▶ Exercise instructions
Repeat each line word for word.

▶ Data records

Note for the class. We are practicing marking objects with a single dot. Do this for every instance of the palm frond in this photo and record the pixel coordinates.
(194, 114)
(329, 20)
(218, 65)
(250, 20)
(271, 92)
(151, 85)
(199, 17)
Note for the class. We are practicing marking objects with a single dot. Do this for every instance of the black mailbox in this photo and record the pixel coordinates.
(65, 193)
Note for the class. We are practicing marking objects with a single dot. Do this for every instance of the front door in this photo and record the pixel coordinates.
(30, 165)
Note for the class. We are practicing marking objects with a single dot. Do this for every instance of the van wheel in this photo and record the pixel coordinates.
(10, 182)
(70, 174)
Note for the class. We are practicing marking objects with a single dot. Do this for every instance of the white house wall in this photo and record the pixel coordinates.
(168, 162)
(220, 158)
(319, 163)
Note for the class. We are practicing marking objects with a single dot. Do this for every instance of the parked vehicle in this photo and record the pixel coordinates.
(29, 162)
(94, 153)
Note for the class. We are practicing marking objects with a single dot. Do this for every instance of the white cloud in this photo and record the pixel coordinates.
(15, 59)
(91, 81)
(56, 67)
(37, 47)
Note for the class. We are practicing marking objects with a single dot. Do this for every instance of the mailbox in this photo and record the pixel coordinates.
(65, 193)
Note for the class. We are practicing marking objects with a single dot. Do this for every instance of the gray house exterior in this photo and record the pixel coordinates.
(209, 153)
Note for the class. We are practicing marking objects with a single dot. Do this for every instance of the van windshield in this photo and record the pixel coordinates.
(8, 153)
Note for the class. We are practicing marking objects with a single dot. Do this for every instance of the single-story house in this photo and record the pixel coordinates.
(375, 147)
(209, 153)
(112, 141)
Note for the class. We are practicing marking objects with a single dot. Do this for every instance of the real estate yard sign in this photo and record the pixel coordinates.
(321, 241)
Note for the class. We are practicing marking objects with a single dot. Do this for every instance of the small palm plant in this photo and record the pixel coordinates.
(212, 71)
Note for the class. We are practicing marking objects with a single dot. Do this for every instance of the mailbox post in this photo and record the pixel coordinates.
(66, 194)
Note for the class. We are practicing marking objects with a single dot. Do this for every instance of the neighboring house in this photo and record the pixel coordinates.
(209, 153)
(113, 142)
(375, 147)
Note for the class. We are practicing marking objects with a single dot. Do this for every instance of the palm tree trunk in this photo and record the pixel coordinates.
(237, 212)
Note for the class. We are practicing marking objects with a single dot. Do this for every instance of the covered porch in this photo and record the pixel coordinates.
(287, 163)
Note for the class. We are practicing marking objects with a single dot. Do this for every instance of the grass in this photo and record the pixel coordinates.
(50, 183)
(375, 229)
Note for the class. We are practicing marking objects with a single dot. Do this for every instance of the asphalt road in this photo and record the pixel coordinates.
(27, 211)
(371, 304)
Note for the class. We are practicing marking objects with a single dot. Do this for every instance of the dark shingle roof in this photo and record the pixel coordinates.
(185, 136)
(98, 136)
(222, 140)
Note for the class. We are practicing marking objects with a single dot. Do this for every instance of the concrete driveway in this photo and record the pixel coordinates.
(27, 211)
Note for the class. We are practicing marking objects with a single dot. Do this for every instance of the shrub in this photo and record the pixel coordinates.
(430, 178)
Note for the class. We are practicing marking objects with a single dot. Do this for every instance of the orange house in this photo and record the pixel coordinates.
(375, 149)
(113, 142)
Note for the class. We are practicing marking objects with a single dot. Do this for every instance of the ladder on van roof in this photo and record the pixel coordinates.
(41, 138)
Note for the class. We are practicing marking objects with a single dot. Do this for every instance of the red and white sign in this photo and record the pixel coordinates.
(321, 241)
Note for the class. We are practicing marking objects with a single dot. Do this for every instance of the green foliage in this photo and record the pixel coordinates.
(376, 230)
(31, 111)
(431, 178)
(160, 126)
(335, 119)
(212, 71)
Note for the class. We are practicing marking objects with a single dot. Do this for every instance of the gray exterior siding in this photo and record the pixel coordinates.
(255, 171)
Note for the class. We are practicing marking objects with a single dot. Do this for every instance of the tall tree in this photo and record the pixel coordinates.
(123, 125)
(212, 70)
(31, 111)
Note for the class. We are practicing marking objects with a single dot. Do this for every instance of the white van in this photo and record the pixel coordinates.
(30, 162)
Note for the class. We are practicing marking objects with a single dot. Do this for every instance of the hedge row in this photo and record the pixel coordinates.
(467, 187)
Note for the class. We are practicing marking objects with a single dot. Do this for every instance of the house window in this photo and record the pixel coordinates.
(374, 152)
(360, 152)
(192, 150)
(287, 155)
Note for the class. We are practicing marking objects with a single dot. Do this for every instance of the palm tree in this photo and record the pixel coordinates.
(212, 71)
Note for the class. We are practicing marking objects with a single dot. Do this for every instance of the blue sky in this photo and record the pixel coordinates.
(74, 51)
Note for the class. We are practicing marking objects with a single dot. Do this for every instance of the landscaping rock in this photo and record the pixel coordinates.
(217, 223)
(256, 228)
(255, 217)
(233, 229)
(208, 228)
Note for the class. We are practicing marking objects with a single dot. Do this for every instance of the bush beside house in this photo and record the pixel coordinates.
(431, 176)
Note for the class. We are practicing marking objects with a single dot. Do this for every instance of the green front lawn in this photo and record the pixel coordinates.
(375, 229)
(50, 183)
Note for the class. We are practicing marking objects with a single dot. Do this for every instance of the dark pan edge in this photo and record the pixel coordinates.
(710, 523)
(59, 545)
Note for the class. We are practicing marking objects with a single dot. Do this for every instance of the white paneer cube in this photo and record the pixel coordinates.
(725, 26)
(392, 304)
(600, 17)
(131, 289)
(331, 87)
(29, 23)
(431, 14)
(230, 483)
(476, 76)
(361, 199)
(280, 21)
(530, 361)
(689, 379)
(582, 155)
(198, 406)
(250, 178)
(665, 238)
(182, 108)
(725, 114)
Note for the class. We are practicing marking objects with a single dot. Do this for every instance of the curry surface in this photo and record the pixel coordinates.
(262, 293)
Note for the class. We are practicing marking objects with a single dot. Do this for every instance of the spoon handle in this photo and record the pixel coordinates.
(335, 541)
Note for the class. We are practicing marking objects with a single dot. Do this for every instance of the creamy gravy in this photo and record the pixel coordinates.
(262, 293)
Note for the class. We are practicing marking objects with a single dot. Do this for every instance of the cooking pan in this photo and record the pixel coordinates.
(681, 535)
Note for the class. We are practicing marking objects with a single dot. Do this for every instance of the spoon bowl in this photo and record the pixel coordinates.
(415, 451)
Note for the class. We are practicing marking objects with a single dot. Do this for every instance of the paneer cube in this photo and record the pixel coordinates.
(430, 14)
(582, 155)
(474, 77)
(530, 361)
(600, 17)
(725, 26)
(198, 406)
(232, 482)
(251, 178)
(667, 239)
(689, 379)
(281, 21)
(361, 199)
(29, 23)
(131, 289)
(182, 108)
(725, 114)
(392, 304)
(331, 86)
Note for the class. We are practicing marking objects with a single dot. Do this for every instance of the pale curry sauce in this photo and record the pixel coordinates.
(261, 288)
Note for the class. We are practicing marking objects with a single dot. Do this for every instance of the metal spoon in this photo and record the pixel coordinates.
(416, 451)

▶ Reply to the task
Note for the class. We are practicing marking objects with a single dot. Do this for every instance of the palm frond in this photo and record the pixel coordinates.
(194, 114)
(329, 20)
(218, 65)
(250, 20)
(271, 92)
(151, 85)
(199, 17)
Note for the class. We are practicing marking objects with a single dot. Do this for every instance of the black mailbox in this photo and record the pixel coordinates.
(65, 193)
Note for the class. We are practicing marking objects with a single dot. Do this for every instance of the front door in this photo and record the pixel coordinates.
(30, 165)
Note for the class. We are practicing marking objects with a single dot. Do this for every instance of the van wheel in this photo and record the pixel coordinates.
(10, 182)
(70, 174)
Note for the class. We are practicing marking objects with a single dot. Do this for every instance of the white house wall in this photo and record the pixel coordinates.
(168, 162)
(220, 158)
(319, 163)
Note for the class. We are practicing marking objects with a single dot. Do this for every instance of the parked vehicle in this photo and record the pixel coordinates.
(29, 162)
(94, 153)
Note for the class. We are practicing marking objects with a single dot. Do this for every instance of the white cloud in this photo and record the pixel coordinates.
(15, 59)
(91, 81)
(56, 67)
(37, 47)
Note for the class. We are practicing marking objects with a single dot. Do this for every instance of the mailbox in this photo and record the pixel coordinates.
(65, 193)
Note for the class. We are practicing marking objects with a single dot. Do this for every instance of the gray house exterior in this photo and record the pixel coordinates.
(209, 153)
Note for the class. We are practicing marking objects with a single dot. Do this for every instance of the van windshield in this photo and record the pixel coordinates.
(8, 153)
Note for the class. We are practicing marking objects with a single dot. Do this for every instance of the single-story house in this photo and record the pixel coordinates.
(375, 147)
(209, 153)
(112, 141)
Note for the class. We are practicing marking objects with a single dot. Do this for every instance of the real estate yard sign in this photo and record the pixel coordinates.
(321, 241)
Note for the class. We are practicing marking objects with a single dot. Do this for every instance of the small palm plant in this photo and record the pixel coordinates.
(212, 71)
Note for the class. We are practicing marking objects with a single dot. Do this for every instance of the mailbox post in this photo and record the pixel coordinates.
(66, 194)
Note for the class. We are practicing marking objects with a single dot. Do this for every instance of the neighboring house in this photo and record the pixel coordinates.
(209, 153)
(113, 142)
(375, 147)
Note for the class. We are practicing marking objects with a single dot. Do this for every instance of the palm tree trunk in this photo and record the pixel coordinates.
(237, 212)
Note for the class. We are practicing marking objects with a single dot. Do this for every instance of the covered porch in this photo and record the pixel coordinates.
(287, 163)
Note for the class. We are practicing marking objects with a single dot. Do this for every instance of the grass in this photo and record the pixel coordinates.
(50, 183)
(375, 229)
Note for the class. We are practicing marking objects with a single dot. Do this for every instance of the asphalt road in this photo and record the pixel coordinates.
(27, 211)
(371, 304)
Note for the class. We are practicing marking objects with a single dot. Do this for every instance of the dark shingle roof in this photo and record the pixel coordinates.
(185, 136)
(98, 136)
(222, 140)
Note for the class. We are practicing marking objects with a single dot. Do this for every instance of the concrete driveway in this photo and record the pixel coordinates.
(27, 211)
Note for the class. We are practicing marking objects with a single dot. Do this for every instance of the shrub in this photo and record the pixel coordinates.
(430, 178)
Note for the class. We are practicing marking objects with a single dot. Do this for every instance of the orange house in this photo and record the pixel coordinates.
(375, 149)
(113, 142)
Note for the class. We are practicing marking objects with a single dot. Do this for every instance of the ladder on van roof in this photo and record the pixel coordinates.
(41, 138)
Note for the class. We are practicing marking objects with a single dot. Do this for every instance of the red and white sign in this photo and record the pixel coordinates.
(321, 241)
Note for the class. We are practicing marking objects with a single dot. Do this for every instance of the green foliage in this photo and record the pixel coordinates.
(376, 230)
(31, 111)
(431, 178)
(160, 126)
(335, 119)
(212, 71)
Note for the class. We are practicing marking objects with a single dot. Do this for every instance of the gray exterior siding in this photo and record the pixel coordinates.
(255, 171)
Note for the class. We are practicing marking objects with a single dot. Do this for every instance of the tall tree in this photo and record the pixel coordinates.
(123, 125)
(212, 70)
(31, 111)
Note for the class. We are practicing marking objects with a single dot. Do this for every instance of the white van in this photo and record the pixel coordinates.
(30, 162)
Note for the class. We are practicing marking objects with a single dot. Do this for every instance of the hedge row in this photo and record the pixel coordinates.
(467, 187)
Note for the class. We are practicing marking objects with a single dot. Do this for every instance of the house window in this photo and record the pixel coordinates.
(374, 152)
(360, 152)
(192, 150)
(287, 155)
Note for the class. We are practicing marking objects with a single dot. Do this for every instance of the palm tree in this photo and record the pixel coordinates.
(212, 71)
Note for the class. We are practicing marking objects with a single dot. Do this for every instance of the blue sky in this photo and record the pixel coordinates.
(74, 51)
Note for the class. We are practicing marking objects with a single dot. Do this for every instance of the landscaping rock in this photo and record the pixel coordinates.
(217, 223)
(256, 228)
(255, 217)
(233, 229)
(208, 228)
Note for the class. We are practicing marking objects with a single dot. Do this for every instance of the bush beside house in this photo and record the pixel coordinates.
(431, 176)
Note for the class. We are practicing marking objects with a single dot. Do this for every instance of the green front lawn in this photo and record the pixel coordinates.
(375, 229)
(50, 183)
Note for the class. We are practicing marking objects with a single dot. Do this for every instance of the dark pan edge in this photo and record the pixel coordinates.
(710, 523)
(59, 545)
Note for the class. We are practicing marking objects with a single dot. Do this for every instance of the white paneer cube in this photo and record the pixel coordinates.
(725, 26)
(392, 304)
(600, 17)
(131, 289)
(331, 87)
(29, 23)
(431, 14)
(230, 483)
(476, 76)
(361, 199)
(280, 21)
(530, 361)
(689, 379)
(582, 155)
(198, 406)
(250, 178)
(665, 238)
(182, 108)
(725, 114)
Note for the class. We are practicing marking objects with a single dot. Do this for every instance of the curry surface in this photo and record the pixel coordinates.
(262, 293)
Note for the class. We are practicing marking objects with a single dot. Do this for every instance of the spoon handle in this photo and record the pixel coordinates.
(335, 541)
Note for the class. We are practicing marking objects with a single dot. Do this for every instance of the creamy gravy in this photo and record the pixel coordinates.
(262, 293)
Note for the class. We are practicing marking objects with a single dot. Do this for every instance of the cooking pan in this photo and record the pixel coordinates.
(681, 535)
Note for the class. We are practicing marking objects with a single dot. Do this for every instance of the spoon bowl in this photo and record the pixel coordinates.
(415, 451)
Note for the class. We are practicing marking objects with a single dot. Do this for every instance of the paneer cube in this photo and record the pixel coordinates.
(430, 14)
(582, 155)
(474, 77)
(530, 361)
(600, 17)
(725, 26)
(198, 406)
(232, 482)
(251, 178)
(667, 239)
(689, 379)
(281, 21)
(361, 199)
(29, 23)
(131, 289)
(182, 108)
(725, 114)
(392, 304)
(331, 86)
Note for the class. We are practicing marking objects with a single dot. Do this for every instance of the pale curry sauce in this photo and record the pixel coordinates.
(261, 288)
Note for the class. We are practicing marking objects with a single dot. Do this for every instance of the metal spoon in this photo and record the pixel coordinates.
(416, 451)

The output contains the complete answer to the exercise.